## Set exercise
Count the lines in the rows below that contain the string "shadow" and reply with that number alone.

## Material for the task

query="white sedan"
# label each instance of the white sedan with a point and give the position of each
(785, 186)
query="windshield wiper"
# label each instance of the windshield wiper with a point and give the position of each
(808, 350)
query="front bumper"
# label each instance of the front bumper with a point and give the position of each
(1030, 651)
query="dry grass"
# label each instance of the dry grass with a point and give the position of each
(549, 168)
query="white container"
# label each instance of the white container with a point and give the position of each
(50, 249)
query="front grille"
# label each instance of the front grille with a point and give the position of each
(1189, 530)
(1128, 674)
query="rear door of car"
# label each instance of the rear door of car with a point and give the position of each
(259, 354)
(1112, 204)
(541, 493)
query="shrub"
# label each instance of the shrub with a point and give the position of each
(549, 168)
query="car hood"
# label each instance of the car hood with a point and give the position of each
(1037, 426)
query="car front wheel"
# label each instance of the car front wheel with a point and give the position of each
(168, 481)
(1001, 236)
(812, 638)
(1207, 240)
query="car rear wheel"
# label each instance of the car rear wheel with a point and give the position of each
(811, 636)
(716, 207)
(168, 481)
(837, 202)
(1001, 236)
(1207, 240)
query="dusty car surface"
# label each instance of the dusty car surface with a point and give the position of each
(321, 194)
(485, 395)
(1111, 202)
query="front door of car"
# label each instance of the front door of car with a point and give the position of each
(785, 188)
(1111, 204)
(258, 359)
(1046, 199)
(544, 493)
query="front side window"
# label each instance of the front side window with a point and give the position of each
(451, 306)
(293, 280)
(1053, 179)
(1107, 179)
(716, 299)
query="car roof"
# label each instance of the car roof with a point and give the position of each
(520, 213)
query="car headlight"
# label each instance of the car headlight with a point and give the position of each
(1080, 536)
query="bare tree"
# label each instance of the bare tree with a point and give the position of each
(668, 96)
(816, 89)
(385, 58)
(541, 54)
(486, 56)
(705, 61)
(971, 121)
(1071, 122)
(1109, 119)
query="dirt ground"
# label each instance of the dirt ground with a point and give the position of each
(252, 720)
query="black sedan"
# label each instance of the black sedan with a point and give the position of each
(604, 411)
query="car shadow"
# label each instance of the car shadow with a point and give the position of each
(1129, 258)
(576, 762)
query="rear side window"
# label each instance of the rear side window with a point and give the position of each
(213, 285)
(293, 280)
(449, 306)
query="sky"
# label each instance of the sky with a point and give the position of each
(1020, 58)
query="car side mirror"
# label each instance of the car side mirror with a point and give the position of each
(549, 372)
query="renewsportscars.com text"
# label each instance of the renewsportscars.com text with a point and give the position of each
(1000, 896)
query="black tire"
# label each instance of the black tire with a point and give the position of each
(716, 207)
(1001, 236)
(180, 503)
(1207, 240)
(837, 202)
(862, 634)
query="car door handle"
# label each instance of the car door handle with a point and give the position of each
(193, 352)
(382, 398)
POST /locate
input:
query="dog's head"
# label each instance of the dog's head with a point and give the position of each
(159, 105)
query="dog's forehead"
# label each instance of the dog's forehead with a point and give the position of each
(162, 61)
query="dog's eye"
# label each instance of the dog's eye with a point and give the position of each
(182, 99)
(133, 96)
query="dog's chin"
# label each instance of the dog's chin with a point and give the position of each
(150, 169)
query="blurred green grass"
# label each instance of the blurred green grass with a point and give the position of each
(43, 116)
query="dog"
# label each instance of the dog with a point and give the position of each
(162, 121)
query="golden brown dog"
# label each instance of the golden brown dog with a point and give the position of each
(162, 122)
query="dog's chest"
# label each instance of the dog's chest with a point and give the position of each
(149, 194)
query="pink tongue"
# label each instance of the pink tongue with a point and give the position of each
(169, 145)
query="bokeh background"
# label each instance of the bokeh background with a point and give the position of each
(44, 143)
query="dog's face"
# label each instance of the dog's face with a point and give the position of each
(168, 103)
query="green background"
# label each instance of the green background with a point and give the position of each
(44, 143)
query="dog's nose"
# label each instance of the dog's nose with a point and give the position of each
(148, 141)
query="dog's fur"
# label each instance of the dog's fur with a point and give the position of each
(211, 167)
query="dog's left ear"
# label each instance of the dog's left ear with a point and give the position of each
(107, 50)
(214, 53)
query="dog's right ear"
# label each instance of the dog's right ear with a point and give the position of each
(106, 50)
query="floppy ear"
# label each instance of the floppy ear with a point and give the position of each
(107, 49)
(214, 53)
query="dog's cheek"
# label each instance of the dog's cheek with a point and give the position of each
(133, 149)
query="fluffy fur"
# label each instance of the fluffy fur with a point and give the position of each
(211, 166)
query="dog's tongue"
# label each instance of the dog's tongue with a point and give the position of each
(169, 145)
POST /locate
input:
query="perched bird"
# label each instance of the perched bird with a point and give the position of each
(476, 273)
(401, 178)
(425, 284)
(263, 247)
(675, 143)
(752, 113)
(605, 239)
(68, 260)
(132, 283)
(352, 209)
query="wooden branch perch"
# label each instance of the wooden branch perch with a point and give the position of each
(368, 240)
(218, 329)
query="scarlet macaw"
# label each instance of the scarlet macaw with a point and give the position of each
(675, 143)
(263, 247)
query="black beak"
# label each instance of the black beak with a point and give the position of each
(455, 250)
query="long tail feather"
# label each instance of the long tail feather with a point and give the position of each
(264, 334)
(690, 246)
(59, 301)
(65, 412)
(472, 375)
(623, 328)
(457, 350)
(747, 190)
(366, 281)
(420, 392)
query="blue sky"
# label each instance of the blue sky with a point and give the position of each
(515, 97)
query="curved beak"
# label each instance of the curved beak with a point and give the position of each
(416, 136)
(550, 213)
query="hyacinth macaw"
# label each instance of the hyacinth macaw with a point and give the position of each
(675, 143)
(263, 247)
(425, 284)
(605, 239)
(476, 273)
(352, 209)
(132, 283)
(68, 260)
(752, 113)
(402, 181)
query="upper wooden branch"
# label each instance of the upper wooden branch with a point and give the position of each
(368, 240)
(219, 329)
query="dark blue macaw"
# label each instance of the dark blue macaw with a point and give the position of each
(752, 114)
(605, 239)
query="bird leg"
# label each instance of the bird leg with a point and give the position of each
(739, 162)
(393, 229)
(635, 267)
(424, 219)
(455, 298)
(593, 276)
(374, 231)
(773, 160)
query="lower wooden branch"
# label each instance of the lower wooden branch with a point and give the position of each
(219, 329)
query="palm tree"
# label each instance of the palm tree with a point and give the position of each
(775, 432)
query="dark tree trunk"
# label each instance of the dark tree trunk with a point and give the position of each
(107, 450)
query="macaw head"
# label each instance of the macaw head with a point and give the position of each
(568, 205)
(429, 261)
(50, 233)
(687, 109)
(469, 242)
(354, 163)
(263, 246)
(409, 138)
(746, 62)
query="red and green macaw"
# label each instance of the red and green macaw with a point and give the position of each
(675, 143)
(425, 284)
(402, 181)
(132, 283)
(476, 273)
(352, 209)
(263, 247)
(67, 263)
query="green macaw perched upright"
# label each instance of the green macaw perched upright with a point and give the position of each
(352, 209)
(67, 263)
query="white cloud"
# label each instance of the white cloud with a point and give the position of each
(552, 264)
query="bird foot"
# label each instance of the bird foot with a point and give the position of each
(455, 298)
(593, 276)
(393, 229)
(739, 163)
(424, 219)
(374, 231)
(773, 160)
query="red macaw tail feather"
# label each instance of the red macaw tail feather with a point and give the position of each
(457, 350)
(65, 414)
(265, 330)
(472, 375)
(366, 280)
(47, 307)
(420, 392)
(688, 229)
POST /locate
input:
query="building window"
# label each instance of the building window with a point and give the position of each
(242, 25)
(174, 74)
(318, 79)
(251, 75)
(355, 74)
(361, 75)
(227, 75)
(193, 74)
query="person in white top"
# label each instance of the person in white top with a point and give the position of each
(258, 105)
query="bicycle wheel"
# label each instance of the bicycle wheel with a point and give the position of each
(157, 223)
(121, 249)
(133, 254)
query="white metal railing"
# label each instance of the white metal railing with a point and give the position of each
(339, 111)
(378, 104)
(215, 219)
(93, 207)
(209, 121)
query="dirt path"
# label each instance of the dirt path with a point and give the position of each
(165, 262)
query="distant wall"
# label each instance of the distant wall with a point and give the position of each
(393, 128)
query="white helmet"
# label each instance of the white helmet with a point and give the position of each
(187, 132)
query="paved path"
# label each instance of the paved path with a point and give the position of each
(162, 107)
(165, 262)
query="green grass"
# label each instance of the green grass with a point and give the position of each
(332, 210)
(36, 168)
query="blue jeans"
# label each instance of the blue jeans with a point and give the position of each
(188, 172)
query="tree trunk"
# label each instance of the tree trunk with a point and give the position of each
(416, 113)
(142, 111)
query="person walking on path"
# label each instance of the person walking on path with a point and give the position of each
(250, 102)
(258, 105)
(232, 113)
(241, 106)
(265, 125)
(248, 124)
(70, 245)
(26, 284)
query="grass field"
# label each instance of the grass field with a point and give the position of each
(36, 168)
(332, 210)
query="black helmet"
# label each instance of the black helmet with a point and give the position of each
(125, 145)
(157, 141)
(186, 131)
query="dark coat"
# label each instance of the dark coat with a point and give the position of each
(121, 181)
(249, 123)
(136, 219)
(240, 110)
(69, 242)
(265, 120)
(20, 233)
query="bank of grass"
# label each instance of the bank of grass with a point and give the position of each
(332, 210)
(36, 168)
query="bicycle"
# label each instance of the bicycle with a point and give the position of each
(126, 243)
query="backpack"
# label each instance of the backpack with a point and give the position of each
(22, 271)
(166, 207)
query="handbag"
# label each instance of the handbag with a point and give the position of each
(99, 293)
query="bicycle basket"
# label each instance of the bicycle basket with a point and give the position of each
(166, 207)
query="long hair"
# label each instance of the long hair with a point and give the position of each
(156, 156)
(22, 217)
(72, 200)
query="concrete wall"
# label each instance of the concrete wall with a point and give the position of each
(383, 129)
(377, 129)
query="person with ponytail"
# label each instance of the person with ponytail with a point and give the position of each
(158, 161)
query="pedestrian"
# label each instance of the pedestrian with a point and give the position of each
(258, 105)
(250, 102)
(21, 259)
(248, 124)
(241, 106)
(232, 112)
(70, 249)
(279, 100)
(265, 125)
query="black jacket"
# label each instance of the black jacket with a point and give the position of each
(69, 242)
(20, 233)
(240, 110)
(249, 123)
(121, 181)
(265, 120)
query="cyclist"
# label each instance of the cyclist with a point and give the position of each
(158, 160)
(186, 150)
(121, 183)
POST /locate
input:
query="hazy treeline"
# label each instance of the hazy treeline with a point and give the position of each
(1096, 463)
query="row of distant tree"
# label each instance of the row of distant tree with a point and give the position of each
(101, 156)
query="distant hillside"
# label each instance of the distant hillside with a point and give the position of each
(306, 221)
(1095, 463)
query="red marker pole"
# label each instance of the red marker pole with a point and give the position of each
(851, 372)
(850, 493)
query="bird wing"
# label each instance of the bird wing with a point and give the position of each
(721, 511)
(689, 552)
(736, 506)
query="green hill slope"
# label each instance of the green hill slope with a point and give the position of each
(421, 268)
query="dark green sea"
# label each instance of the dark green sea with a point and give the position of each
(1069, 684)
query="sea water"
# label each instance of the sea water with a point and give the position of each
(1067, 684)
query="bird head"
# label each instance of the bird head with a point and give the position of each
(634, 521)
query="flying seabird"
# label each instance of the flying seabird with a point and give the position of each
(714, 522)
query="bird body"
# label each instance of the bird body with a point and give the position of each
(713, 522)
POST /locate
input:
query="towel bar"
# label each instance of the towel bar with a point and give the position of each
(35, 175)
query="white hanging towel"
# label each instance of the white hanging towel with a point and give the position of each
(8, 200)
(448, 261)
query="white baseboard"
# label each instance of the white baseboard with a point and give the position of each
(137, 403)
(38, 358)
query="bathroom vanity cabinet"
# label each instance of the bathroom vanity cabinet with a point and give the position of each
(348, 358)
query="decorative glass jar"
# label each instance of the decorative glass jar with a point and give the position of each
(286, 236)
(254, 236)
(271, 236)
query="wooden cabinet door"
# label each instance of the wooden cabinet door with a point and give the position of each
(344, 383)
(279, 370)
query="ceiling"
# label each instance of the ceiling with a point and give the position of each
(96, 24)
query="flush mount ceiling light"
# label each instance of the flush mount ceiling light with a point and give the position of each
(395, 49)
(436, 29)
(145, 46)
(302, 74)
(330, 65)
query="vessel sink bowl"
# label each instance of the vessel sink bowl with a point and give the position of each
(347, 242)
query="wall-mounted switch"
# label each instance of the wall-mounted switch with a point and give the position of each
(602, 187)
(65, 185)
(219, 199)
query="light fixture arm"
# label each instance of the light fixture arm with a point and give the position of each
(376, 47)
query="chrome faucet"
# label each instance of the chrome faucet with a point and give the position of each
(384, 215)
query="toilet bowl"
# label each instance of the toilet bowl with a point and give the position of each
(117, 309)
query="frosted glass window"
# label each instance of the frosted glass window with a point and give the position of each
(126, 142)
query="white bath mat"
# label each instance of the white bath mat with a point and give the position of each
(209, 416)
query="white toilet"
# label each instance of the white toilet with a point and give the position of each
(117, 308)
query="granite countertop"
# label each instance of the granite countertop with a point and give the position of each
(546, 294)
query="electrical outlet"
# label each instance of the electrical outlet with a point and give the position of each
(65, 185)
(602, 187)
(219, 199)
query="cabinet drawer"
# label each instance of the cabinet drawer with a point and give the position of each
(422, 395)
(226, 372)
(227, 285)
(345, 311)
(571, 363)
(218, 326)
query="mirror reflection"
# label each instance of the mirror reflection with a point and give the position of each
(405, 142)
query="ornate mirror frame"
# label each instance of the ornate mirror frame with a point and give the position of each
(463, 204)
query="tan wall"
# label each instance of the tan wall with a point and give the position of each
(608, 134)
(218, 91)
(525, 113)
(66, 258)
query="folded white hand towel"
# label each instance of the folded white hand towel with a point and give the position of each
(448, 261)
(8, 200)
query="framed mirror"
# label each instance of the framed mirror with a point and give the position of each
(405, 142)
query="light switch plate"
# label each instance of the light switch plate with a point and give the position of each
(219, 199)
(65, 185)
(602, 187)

## Solution for this task
2